WHAT TO DO = Copy the items below word for word, starting at the first line and ending at the line that contains "(1043, 656)".

Unprocessed items =
-- Start --

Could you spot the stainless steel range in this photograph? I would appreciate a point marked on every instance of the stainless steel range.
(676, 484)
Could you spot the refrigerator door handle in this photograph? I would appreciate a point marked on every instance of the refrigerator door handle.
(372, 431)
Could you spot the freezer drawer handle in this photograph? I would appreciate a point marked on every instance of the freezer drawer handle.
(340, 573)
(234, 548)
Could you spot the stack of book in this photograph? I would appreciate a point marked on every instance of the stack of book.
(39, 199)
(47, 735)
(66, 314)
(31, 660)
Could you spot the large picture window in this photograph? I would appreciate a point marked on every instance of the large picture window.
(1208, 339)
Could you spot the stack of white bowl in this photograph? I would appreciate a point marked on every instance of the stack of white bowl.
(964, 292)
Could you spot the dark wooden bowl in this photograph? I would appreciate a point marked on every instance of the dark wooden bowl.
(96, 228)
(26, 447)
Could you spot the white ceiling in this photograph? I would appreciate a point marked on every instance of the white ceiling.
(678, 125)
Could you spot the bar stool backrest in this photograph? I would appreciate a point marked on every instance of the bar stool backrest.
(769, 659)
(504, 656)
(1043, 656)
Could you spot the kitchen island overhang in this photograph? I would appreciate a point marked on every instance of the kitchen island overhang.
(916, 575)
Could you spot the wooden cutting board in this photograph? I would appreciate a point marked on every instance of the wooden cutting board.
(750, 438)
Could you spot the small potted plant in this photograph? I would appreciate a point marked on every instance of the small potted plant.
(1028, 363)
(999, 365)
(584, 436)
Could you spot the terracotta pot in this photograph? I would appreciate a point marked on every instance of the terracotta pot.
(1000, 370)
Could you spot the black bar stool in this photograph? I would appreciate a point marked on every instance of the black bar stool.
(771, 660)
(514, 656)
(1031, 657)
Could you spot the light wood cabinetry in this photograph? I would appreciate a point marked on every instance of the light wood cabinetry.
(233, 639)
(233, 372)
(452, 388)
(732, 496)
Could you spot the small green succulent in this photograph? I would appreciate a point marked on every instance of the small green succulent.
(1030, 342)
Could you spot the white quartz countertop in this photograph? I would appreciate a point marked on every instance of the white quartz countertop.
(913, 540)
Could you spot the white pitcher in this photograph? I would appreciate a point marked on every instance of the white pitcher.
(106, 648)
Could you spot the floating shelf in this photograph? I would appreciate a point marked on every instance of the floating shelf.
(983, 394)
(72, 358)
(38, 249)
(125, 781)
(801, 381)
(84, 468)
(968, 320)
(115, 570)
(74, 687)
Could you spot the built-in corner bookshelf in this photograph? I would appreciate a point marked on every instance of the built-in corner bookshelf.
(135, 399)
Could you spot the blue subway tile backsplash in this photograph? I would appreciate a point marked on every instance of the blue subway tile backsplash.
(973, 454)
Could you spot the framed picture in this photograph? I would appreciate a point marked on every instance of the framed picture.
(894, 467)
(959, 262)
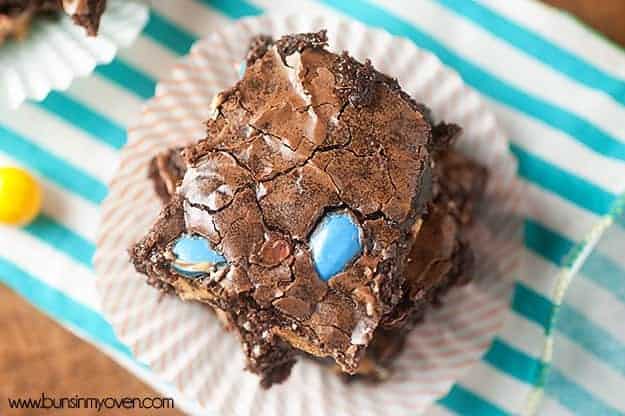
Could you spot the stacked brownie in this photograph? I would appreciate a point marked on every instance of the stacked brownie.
(322, 214)
(16, 15)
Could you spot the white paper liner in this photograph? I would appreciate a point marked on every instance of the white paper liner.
(55, 51)
(184, 343)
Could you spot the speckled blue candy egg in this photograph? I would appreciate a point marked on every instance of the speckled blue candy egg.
(334, 243)
(195, 257)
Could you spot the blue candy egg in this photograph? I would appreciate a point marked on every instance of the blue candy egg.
(194, 256)
(334, 243)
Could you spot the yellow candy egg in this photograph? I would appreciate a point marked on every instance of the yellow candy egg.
(20, 196)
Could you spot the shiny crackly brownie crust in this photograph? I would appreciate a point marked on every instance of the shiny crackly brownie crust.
(16, 15)
(303, 133)
(440, 258)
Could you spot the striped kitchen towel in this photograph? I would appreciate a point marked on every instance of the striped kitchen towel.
(557, 89)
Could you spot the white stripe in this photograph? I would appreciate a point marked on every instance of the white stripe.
(498, 388)
(461, 36)
(166, 390)
(50, 266)
(592, 374)
(541, 140)
(599, 306)
(526, 336)
(149, 57)
(556, 213)
(438, 410)
(62, 140)
(550, 407)
(564, 31)
(191, 15)
(107, 98)
(611, 245)
(539, 274)
(68, 209)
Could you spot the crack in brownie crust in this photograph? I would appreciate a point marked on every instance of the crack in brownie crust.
(303, 135)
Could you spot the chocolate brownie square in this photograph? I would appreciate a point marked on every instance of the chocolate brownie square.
(297, 214)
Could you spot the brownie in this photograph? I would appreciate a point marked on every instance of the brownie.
(166, 171)
(440, 258)
(16, 15)
(85, 13)
(297, 213)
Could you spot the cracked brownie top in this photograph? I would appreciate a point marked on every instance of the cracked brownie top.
(297, 211)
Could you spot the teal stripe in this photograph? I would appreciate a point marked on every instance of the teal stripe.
(59, 306)
(62, 239)
(547, 243)
(88, 120)
(580, 129)
(592, 338)
(168, 34)
(605, 273)
(464, 402)
(51, 167)
(128, 77)
(532, 305)
(514, 362)
(234, 9)
(540, 48)
(575, 398)
(563, 183)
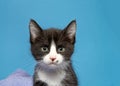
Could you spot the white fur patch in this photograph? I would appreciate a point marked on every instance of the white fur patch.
(52, 79)
(53, 54)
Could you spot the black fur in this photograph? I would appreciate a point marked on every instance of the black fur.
(61, 38)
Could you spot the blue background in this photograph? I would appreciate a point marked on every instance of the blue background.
(97, 53)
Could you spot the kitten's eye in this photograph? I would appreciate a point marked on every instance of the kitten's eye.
(61, 49)
(44, 49)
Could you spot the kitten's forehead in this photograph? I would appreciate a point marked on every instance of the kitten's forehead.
(53, 34)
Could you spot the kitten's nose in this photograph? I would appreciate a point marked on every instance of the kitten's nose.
(52, 58)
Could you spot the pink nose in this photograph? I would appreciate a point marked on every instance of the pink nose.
(52, 58)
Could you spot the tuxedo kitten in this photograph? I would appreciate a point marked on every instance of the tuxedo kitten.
(52, 49)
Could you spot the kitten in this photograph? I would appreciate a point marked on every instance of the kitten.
(52, 49)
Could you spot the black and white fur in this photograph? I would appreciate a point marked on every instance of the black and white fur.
(52, 49)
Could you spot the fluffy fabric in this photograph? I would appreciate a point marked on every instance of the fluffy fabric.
(18, 78)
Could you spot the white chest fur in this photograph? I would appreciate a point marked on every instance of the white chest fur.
(52, 79)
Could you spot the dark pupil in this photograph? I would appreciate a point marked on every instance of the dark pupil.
(61, 49)
(44, 48)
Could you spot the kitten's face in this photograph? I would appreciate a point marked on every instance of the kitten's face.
(52, 47)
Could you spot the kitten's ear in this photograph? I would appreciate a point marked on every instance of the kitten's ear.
(35, 30)
(70, 31)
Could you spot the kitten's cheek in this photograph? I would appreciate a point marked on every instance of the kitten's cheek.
(60, 59)
(46, 60)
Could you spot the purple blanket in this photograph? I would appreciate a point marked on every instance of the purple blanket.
(19, 78)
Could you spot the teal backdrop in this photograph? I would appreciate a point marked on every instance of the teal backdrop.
(97, 51)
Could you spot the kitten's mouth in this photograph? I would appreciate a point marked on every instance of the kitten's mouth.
(52, 64)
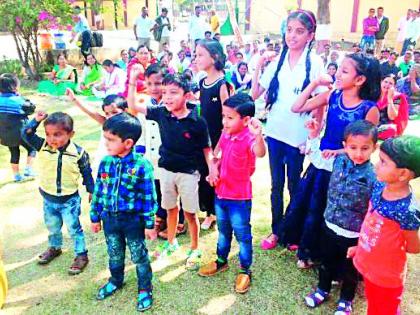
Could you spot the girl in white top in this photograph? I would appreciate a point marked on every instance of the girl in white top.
(283, 80)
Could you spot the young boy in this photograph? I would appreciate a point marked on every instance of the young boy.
(184, 137)
(151, 139)
(63, 162)
(391, 227)
(125, 201)
(351, 183)
(240, 143)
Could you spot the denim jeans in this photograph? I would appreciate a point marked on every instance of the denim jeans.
(57, 213)
(283, 158)
(121, 230)
(234, 216)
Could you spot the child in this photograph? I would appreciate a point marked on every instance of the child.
(214, 90)
(240, 143)
(62, 164)
(283, 80)
(125, 201)
(355, 96)
(184, 138)
(12, 117)
(352, 180)
(151, 137)
(391, 227)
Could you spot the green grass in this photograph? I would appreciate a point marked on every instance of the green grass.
(277, 288)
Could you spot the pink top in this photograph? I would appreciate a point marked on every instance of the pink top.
(237, 166)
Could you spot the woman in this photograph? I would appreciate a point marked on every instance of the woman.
(91, 75)
(393, 109)
(143, 57)
(241, 79)
(62, 77)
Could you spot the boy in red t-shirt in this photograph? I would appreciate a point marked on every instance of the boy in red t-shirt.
(391, 227)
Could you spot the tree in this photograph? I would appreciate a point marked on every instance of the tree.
(25, 18)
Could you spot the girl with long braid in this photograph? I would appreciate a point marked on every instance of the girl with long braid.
(283, 80)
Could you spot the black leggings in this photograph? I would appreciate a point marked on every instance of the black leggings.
(15, 152)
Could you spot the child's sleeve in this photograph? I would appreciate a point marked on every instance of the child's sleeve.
(147, 200)
(86, 171)
(30, 137)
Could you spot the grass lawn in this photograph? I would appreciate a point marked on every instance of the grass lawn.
(278, 286)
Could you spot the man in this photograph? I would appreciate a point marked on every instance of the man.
(82, 28)
(196, 27)
(162, 29)
(383, 29)
(370, 27)
(143, 27)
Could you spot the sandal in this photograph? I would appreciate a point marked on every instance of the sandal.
(144, 300)
(106, 290)
(316, 298)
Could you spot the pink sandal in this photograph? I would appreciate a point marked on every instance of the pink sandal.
(269, 242)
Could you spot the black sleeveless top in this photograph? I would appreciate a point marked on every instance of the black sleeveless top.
(211, 107)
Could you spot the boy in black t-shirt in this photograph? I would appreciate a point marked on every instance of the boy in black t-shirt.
(184, 138)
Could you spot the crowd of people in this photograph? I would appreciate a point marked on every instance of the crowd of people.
(182, 127)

-- End --

FINAL ANSWER =
Could you spot the stainless steel range in this photograph? I would appreciate a point marked on every instance of the stainless steel range.
(676, 484)
Could you spot the refrigerator door handle in this photograph? I would appreciate a point marked on every instance of the refrigerator door handle.
(372, 431)
Could you spot the freezer drawer handle in this photograph? I would appreciate a point marked on every instance of the freezer drawer handle.
(340, 573)
(234, 548)
Could you spot the stack of book in this photograph? I would appreciate a point marked on every instance of the stack of book.
(39, 199)
(47, 735)
(66, 314)
(31, 660)
Could you spot the large picture window in this photograph? I would appreciate a point marked on every instance of the large picture window.
(1208, 339)
Could you spot the stack of white bowl in this photograph? I would appreciate a point marked on every instance of the stack of white bowl.
(964, 292)
Could you spot the dark wooden bowl in this photograph? I would appreciate a point marked on every instance of the dark wooden bowl.
(96, 228)
(26, 447)
Could you spot the white ceiling in this photograph? I would appreciate a point marked on every instance of the white ceiling.
(678, 125)
Could you spot the bar stool backrest in this photograph? I would appreciate a point marked on every instance of the bar stool backrest.
(769, 659)
(504, 656)
(1043, 656)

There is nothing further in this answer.